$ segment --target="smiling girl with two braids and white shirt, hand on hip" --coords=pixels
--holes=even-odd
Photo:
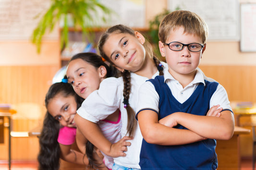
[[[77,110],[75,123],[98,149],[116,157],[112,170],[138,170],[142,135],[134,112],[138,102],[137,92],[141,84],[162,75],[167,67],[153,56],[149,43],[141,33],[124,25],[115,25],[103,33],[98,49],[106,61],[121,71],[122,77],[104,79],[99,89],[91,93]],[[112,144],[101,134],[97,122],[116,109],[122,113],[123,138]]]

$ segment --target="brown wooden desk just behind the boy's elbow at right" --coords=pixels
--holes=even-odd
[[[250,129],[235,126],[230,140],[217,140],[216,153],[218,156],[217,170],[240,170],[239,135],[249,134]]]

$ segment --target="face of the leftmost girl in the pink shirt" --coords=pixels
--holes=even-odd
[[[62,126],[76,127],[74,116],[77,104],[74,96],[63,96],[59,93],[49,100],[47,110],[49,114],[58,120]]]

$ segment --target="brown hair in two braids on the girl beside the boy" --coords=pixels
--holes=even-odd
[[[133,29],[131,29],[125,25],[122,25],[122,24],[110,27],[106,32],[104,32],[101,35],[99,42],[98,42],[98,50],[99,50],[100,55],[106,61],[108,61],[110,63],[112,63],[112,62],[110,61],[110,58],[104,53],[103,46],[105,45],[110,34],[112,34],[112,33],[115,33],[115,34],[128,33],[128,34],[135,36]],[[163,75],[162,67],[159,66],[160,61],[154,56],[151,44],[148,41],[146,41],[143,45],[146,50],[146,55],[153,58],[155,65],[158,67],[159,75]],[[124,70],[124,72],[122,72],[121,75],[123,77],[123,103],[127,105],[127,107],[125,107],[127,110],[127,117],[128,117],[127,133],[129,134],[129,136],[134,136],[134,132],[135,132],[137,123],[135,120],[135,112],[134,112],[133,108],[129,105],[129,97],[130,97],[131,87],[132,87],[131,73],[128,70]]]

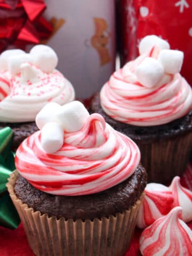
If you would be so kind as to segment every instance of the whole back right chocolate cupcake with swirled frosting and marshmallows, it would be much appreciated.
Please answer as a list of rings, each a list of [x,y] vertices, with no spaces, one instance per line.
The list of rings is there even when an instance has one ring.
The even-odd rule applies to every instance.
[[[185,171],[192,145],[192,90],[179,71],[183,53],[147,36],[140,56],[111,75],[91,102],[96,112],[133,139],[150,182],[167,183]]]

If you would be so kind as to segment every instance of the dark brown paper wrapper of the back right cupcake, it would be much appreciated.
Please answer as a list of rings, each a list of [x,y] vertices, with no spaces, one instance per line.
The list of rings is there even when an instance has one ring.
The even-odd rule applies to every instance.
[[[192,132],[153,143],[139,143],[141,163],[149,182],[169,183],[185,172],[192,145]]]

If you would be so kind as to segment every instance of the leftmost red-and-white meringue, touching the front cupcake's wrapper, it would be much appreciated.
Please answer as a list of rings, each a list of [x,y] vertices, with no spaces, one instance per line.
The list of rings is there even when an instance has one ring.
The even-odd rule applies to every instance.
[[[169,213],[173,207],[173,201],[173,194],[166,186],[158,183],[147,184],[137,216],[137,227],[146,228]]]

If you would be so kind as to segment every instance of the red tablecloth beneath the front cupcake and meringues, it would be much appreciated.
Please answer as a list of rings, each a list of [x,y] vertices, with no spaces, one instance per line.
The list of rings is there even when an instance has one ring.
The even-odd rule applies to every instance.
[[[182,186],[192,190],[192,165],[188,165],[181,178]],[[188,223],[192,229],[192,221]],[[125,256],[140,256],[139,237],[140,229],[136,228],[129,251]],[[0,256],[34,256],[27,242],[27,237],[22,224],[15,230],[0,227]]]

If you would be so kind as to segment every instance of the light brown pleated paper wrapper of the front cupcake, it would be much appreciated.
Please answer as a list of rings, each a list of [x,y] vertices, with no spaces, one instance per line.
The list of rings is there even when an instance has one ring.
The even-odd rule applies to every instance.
* * * *
_Try it_
Give again, word for word, only the lines that run from the top of the data above through the line with "hair in two". Drop the pictures.

_Exercise output_
$ segment --target="smiling girl with two braids and white shirt, hand on hip" --coords=pixels
--holes=even-odd
Photo:
[[[77,110],[75,123],[98,149],[116,157],[112,170],[138,170],[142,135],[134,112],[138,102],[137,92],[141,84],[162,75],[167,67],[153,56],[149,43],[141,33],[124,25],[115,25],[103,33],[98,49],[106,61],[121,71],[122,77],[104,79],[99,89],[91,93]],[[112,144],[101,134],[97,122],[116,109],[122,113],[123,138]]]

$ segment --target="brown wooden desk just behind the boy's elbow at right" --coords=pixels
--holes=even-odd
[[[250,129],[235,126],[230,140],[217,140],[216,153],[218,156],[217,170],[240,170],[239,135],[249,134]]]

$ segment --target="face of the leftmost girl in the pink shirt" --coords=pixels
--holes=even-odd
[[[62,126],[76,127],[74,116],[77,104],[74,96],[63,96],[59,93],[49,100],[47,110],[49,114],[58,120]]]

$ segment --target="brown hair in two braids on the girl beside the boy" --coords=pixels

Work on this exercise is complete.